Goal: Pull out every line of the items below that contains the word "wooden", keeping in mind that case counts.

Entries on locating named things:
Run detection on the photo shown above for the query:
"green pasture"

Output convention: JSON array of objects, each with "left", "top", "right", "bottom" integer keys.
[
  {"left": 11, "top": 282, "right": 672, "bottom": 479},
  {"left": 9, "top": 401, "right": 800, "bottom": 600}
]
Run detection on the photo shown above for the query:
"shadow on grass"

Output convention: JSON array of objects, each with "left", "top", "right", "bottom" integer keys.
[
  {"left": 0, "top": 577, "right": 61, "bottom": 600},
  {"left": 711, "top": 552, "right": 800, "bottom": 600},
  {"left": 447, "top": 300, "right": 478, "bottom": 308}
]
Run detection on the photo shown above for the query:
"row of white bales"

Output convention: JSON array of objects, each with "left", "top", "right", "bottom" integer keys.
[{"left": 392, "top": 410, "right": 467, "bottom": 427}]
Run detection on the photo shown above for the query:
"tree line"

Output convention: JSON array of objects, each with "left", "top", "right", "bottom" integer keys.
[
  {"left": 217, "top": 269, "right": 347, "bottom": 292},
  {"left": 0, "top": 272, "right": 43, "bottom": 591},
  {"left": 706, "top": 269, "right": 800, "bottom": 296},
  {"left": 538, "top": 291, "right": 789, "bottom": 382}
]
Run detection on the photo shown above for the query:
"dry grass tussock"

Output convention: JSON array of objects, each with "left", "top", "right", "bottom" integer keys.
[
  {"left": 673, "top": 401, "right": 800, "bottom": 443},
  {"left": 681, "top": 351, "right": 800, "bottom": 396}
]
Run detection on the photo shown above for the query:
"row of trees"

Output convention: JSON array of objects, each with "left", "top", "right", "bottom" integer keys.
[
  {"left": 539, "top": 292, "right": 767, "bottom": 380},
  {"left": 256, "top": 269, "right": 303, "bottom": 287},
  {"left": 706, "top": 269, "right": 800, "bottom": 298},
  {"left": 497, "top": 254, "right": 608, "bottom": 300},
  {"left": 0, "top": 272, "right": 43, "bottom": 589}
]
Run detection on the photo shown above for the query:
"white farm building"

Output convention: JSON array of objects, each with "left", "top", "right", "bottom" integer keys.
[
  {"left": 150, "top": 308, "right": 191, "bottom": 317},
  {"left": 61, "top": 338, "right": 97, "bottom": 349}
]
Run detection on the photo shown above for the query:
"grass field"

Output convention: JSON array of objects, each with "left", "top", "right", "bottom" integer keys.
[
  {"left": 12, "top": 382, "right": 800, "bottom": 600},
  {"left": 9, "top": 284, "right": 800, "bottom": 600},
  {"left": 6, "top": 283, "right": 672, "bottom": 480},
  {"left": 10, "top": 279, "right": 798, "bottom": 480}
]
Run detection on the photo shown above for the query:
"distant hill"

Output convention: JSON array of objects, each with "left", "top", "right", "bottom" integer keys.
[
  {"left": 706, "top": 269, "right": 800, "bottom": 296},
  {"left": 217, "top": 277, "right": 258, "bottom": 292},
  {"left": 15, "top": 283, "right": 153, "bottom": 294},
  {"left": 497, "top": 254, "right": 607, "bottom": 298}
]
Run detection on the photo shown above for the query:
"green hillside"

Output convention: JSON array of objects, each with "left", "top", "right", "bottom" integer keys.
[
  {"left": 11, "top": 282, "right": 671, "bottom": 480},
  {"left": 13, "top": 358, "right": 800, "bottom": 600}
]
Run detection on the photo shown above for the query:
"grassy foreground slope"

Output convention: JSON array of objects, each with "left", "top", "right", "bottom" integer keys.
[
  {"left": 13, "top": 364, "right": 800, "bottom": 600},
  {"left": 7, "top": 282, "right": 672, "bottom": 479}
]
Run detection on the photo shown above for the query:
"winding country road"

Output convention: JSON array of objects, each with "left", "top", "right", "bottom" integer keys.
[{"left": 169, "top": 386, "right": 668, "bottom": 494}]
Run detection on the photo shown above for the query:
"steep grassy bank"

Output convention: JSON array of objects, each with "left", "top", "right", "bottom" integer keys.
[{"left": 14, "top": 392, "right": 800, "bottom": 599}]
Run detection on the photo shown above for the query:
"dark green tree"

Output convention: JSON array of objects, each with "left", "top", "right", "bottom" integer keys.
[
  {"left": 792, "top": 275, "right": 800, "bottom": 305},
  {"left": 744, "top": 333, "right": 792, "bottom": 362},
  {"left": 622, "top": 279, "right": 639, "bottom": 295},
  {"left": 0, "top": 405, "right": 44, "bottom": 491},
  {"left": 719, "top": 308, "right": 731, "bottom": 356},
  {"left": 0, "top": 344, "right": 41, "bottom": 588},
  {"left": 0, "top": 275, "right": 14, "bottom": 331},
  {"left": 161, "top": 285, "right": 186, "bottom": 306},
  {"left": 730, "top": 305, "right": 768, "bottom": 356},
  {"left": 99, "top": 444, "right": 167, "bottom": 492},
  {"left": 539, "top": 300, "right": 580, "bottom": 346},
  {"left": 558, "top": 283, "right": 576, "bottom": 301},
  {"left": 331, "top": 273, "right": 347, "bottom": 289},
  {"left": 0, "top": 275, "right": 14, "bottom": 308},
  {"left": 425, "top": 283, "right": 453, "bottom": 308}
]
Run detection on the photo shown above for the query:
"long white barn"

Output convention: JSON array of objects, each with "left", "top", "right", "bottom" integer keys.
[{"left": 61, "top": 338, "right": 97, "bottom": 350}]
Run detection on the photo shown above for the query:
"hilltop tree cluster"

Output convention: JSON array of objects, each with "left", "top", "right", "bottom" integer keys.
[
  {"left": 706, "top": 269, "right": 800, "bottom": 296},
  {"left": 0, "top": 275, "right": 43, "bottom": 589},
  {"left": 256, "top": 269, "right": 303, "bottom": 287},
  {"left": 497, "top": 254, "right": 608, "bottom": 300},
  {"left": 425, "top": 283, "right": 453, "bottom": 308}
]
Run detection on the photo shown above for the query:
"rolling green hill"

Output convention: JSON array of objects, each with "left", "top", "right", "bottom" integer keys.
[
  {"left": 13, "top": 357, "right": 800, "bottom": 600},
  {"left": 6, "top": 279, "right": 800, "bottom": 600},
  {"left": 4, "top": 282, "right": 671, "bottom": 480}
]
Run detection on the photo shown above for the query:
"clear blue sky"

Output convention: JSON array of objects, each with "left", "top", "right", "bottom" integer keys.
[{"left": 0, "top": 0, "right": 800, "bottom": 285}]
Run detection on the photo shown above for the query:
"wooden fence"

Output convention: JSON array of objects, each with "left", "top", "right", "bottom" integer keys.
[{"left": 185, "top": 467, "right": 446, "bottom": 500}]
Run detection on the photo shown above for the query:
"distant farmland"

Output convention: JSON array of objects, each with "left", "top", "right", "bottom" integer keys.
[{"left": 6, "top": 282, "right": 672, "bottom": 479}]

* * *

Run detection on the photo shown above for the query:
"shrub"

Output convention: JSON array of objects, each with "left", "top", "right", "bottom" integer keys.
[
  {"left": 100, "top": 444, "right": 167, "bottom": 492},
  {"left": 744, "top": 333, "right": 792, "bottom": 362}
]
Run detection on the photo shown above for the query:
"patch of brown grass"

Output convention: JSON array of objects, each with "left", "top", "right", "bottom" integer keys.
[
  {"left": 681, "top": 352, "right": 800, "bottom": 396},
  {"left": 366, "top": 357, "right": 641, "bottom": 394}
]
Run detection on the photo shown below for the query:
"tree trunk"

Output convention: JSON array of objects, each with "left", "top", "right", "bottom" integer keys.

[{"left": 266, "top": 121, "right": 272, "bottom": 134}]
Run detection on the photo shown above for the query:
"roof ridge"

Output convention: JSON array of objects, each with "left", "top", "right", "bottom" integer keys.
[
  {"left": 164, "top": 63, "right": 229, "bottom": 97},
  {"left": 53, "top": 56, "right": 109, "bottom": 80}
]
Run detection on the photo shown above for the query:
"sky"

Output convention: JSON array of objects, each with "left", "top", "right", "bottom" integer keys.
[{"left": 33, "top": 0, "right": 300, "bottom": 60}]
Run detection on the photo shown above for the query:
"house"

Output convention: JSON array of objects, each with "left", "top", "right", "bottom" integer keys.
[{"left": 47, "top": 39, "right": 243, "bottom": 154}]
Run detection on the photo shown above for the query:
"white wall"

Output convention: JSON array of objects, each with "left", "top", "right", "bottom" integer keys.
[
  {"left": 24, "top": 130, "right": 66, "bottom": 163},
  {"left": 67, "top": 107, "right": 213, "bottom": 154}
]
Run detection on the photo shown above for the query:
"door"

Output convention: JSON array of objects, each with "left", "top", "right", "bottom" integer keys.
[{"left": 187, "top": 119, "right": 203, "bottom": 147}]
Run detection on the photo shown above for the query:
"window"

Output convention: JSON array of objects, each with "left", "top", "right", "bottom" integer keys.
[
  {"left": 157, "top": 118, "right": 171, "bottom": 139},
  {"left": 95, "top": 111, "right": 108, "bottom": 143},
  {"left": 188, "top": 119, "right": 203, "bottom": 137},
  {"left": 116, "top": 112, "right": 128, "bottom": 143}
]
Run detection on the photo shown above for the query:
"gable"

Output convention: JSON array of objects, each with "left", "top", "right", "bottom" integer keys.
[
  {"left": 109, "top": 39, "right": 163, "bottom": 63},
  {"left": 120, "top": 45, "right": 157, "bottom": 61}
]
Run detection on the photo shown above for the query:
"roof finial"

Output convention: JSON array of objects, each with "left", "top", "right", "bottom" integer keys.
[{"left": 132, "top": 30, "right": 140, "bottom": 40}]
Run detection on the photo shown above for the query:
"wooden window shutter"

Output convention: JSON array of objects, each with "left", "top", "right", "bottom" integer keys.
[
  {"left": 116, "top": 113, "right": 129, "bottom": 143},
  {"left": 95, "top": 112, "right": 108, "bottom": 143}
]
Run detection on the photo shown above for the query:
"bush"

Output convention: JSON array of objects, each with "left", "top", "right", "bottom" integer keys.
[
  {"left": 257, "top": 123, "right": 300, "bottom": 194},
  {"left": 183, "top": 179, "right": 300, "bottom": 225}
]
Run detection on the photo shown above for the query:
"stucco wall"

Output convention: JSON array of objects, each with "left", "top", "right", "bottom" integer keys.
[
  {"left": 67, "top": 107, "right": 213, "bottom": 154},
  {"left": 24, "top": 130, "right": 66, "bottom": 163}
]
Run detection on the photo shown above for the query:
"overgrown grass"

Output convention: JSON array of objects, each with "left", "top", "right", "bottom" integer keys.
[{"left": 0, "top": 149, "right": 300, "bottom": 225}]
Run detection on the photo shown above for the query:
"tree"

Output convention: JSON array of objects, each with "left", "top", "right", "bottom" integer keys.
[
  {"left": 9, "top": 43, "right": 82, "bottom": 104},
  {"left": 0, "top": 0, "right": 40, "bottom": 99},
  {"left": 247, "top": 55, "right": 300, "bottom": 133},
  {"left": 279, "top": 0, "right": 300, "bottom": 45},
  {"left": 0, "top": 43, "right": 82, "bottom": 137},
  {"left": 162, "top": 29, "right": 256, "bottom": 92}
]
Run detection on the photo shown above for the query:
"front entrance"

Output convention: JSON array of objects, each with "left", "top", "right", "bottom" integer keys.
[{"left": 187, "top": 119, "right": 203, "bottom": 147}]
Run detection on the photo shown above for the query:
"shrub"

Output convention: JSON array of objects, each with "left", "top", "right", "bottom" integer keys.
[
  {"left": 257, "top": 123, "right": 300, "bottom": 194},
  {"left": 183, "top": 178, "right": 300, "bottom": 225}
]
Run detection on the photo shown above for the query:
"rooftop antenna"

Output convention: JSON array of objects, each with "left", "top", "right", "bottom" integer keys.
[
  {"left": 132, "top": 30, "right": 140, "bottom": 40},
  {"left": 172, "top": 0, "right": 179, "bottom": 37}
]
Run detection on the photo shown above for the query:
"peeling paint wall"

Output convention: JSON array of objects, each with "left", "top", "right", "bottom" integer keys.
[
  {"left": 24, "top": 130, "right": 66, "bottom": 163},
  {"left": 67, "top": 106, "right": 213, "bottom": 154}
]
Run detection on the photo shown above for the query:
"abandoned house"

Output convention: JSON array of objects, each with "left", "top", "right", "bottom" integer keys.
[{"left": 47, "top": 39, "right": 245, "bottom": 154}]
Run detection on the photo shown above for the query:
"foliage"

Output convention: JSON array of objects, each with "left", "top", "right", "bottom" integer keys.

Response below:
"wooden fence"
"wooden window shutter"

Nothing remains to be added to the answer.